:: What this task involves ::
An acceptable answer repeats exactly the line with "<point>212,141</point>" and each line after it through the end of the entries, and includes nothing else.

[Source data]
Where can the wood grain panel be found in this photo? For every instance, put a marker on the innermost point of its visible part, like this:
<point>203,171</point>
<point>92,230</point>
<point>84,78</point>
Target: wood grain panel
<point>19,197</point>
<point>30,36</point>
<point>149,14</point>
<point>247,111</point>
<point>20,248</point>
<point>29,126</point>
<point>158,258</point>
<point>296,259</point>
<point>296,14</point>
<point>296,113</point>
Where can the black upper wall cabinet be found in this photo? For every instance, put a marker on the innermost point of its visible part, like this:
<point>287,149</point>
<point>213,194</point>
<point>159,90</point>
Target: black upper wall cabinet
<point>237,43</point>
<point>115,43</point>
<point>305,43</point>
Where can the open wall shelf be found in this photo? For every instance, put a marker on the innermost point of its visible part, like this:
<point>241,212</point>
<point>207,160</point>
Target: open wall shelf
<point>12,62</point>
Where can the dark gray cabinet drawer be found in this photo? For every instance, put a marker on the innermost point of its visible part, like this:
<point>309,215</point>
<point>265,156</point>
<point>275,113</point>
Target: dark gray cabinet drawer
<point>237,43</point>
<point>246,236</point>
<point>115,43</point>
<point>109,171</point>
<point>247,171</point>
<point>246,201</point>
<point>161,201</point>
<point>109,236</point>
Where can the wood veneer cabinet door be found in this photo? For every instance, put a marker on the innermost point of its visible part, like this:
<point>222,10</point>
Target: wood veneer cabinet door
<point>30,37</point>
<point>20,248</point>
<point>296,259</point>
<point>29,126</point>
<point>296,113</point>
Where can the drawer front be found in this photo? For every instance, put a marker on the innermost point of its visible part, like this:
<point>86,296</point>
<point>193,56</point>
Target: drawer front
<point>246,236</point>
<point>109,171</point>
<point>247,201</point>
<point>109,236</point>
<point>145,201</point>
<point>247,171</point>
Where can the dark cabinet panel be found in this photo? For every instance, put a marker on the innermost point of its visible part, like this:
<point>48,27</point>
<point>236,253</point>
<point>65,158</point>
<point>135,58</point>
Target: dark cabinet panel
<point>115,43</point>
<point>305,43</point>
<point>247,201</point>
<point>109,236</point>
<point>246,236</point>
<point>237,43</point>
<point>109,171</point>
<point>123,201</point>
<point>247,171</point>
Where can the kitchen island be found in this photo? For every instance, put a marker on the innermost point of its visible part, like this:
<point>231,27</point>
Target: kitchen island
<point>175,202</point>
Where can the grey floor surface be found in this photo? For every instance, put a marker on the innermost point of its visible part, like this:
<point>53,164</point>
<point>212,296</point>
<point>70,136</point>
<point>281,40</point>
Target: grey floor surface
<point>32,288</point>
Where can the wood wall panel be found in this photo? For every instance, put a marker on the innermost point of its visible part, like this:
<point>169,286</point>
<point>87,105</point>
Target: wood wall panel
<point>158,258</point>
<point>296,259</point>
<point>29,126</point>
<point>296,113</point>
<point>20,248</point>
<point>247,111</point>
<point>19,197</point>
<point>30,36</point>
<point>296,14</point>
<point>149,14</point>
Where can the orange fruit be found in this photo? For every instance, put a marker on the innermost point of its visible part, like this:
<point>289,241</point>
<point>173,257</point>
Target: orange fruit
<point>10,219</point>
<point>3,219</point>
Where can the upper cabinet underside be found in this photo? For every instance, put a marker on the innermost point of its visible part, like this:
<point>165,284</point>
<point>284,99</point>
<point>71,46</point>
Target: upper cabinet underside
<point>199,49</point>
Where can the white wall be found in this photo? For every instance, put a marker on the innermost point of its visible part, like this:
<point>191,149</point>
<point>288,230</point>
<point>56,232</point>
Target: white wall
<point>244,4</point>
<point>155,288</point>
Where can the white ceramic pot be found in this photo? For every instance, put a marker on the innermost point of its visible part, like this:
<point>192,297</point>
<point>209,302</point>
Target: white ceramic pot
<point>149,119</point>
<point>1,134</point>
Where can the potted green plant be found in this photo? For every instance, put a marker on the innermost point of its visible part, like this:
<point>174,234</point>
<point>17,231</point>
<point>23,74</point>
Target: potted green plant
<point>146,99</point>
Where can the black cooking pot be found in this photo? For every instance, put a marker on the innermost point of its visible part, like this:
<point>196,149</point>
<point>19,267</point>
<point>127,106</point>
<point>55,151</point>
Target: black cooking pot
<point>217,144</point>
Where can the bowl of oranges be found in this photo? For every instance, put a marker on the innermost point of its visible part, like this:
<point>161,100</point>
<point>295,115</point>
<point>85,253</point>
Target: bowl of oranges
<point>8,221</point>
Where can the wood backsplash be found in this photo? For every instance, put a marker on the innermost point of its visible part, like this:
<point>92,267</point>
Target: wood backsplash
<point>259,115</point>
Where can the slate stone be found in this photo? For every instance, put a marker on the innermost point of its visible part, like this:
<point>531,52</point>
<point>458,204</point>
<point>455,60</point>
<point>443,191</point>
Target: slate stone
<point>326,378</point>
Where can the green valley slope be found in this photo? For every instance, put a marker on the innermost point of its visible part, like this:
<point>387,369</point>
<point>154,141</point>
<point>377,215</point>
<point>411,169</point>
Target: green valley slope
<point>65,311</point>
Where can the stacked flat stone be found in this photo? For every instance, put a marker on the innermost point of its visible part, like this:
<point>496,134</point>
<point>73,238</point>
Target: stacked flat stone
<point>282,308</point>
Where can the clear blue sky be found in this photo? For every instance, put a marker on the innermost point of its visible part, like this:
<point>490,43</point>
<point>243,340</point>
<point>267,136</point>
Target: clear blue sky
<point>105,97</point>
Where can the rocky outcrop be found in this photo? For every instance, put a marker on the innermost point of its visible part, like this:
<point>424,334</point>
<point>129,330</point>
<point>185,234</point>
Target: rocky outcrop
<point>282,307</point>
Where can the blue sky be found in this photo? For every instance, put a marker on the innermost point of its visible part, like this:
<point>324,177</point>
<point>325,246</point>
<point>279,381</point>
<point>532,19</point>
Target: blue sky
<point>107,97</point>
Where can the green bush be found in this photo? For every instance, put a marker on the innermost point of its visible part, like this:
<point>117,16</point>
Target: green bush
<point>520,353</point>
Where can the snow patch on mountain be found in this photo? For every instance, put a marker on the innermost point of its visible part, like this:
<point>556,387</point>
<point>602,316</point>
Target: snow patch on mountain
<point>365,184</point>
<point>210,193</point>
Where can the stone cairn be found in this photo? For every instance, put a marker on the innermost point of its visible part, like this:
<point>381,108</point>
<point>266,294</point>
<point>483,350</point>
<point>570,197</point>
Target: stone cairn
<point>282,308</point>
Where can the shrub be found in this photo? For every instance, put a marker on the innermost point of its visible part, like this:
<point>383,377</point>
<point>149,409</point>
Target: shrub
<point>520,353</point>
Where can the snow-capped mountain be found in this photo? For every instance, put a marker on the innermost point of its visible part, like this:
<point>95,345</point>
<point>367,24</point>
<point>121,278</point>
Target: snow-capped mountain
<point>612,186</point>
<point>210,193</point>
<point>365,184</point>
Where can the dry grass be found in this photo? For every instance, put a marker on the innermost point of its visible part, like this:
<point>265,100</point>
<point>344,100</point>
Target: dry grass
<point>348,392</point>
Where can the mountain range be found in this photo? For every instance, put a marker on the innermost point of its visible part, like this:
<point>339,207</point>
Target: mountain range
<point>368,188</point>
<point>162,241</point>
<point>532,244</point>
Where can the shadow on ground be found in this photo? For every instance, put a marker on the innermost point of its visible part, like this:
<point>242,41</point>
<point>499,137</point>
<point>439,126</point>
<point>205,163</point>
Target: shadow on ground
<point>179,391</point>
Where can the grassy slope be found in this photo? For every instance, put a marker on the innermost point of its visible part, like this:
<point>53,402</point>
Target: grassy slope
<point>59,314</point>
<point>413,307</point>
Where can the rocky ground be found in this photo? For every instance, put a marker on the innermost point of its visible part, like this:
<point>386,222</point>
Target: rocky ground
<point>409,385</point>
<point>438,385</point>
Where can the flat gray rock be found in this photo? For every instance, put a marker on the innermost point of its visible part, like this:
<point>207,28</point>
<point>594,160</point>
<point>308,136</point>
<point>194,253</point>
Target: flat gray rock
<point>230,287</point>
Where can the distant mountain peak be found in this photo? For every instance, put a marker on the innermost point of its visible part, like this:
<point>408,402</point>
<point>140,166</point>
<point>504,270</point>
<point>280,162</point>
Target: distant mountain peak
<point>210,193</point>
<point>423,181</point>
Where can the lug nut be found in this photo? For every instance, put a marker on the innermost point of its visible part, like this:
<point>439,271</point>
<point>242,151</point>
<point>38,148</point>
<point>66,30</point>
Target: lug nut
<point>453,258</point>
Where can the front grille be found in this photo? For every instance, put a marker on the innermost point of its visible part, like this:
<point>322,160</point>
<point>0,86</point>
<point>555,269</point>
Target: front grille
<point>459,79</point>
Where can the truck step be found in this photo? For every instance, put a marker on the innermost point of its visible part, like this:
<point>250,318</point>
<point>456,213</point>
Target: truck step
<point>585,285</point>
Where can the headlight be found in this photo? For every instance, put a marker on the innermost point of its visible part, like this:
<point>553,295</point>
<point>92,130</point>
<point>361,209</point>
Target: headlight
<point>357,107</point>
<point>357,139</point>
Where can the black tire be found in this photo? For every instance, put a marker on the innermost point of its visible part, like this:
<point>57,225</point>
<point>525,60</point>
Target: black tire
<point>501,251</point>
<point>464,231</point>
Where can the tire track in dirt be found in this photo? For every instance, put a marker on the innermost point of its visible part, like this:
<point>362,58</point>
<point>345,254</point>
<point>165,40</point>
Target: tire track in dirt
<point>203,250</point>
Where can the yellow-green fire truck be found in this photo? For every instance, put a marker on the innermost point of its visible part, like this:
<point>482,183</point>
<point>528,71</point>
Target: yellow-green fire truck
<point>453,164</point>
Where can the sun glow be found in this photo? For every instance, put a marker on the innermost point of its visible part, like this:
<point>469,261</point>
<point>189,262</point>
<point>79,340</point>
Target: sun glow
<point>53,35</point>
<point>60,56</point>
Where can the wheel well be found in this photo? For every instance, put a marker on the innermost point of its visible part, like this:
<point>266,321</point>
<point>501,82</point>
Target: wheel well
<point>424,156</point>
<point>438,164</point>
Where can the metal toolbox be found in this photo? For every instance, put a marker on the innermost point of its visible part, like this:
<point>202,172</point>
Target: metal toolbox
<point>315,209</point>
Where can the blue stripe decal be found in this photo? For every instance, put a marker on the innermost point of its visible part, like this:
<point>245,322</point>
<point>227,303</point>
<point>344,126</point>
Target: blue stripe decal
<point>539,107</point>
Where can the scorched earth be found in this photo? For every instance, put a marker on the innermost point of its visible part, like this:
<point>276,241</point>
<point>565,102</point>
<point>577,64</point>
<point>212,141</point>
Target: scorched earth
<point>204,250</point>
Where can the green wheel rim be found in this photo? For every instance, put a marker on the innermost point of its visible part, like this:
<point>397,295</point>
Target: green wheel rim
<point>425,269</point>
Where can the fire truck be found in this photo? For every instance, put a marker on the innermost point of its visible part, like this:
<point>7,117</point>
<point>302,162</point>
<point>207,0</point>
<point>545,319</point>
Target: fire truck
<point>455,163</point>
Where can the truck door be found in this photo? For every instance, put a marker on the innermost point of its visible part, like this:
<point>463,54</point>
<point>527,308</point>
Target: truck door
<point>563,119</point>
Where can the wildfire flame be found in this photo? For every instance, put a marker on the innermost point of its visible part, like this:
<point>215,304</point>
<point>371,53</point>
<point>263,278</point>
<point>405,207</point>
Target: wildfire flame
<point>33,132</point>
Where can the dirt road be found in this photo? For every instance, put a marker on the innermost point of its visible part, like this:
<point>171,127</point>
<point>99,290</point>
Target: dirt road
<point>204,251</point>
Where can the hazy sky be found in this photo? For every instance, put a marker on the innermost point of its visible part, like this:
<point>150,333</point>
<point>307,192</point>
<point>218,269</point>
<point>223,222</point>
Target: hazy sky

:: Expected answer ::
<point>212,141</point>
Target: scorched earth
<point>204,250</point>
Where can the green wheel rim be found in this photo? For every instance, put a marker on the innermost point of its visible part, like this:
<point>397,295</point>
Target: green wheel rim
<point>425,269</point>
Where can the fire truck be found in this photo? For every instance, put a marker on the innermost point of its visible part, like this:
<point>7,117</point>
<point>302,162</point>
<point>207,0</point>
<point>545,319</point>
Target: fire truck
<point>455,163</point>
Where can the truck door be found in this photo? For every instance, put a marker on the innermost point of its visible part, like this:
<point>463,54</point>
<point>527,308</point>
Target: truck door
<point>563,119</point>
Where can the wildfire flame be found in this photo? For every instance, put a marker on the innermost point of its visible part, like this:
<point>215,304</point>
<point>371,53</point>
<point>263,278</point>
<point>405,207</point>
Target: wildfire flame
<point>33,132</point>
Where can the dirt road be found in this photo? For every instance, put a marker on the innermost point of its visible part, like this:
<point>171,127</point>
<point>99,290</point>
Target: dirt road
<point>204,251</point>
Where can the hazy sky be found in this photo? For every instance, put a marker on the innermost point of its visible part, like this:
<point>150,333</point>
<point>307,192</point>
<point>218,269</point>
<point>223,222</point>
Target: hazy sky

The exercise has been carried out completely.